▶ _Task description_
Collect each line in the material below that contains the word "background", and copy those lines in full. Matches must have the same capital and small letters.

▶ _Provided material_
----------
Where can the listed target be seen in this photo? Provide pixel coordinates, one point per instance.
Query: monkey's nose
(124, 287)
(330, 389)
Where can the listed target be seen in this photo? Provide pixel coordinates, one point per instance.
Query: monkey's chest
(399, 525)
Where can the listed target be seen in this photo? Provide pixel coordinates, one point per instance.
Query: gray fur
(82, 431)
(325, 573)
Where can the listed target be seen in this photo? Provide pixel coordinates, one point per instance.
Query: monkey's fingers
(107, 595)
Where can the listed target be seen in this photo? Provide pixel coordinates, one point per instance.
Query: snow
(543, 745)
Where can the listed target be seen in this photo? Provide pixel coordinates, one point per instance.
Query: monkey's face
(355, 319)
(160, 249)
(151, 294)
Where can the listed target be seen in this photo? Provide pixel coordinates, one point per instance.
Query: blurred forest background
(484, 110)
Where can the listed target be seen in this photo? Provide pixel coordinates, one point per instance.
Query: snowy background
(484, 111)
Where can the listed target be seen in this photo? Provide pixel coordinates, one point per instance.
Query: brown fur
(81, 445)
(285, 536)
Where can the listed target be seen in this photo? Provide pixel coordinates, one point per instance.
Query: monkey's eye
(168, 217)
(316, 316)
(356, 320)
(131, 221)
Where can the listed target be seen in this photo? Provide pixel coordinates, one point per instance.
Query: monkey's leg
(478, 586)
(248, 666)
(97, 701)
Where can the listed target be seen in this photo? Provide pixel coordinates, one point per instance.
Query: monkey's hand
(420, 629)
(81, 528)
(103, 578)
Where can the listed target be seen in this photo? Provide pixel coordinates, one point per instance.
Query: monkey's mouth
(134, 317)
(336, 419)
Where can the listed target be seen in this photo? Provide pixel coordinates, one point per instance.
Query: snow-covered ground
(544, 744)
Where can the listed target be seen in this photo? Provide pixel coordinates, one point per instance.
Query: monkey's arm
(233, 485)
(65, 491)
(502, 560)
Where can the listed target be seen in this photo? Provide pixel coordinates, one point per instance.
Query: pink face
----------
▶ _Result for this task_
Query: blurred forest background
Query: snowy background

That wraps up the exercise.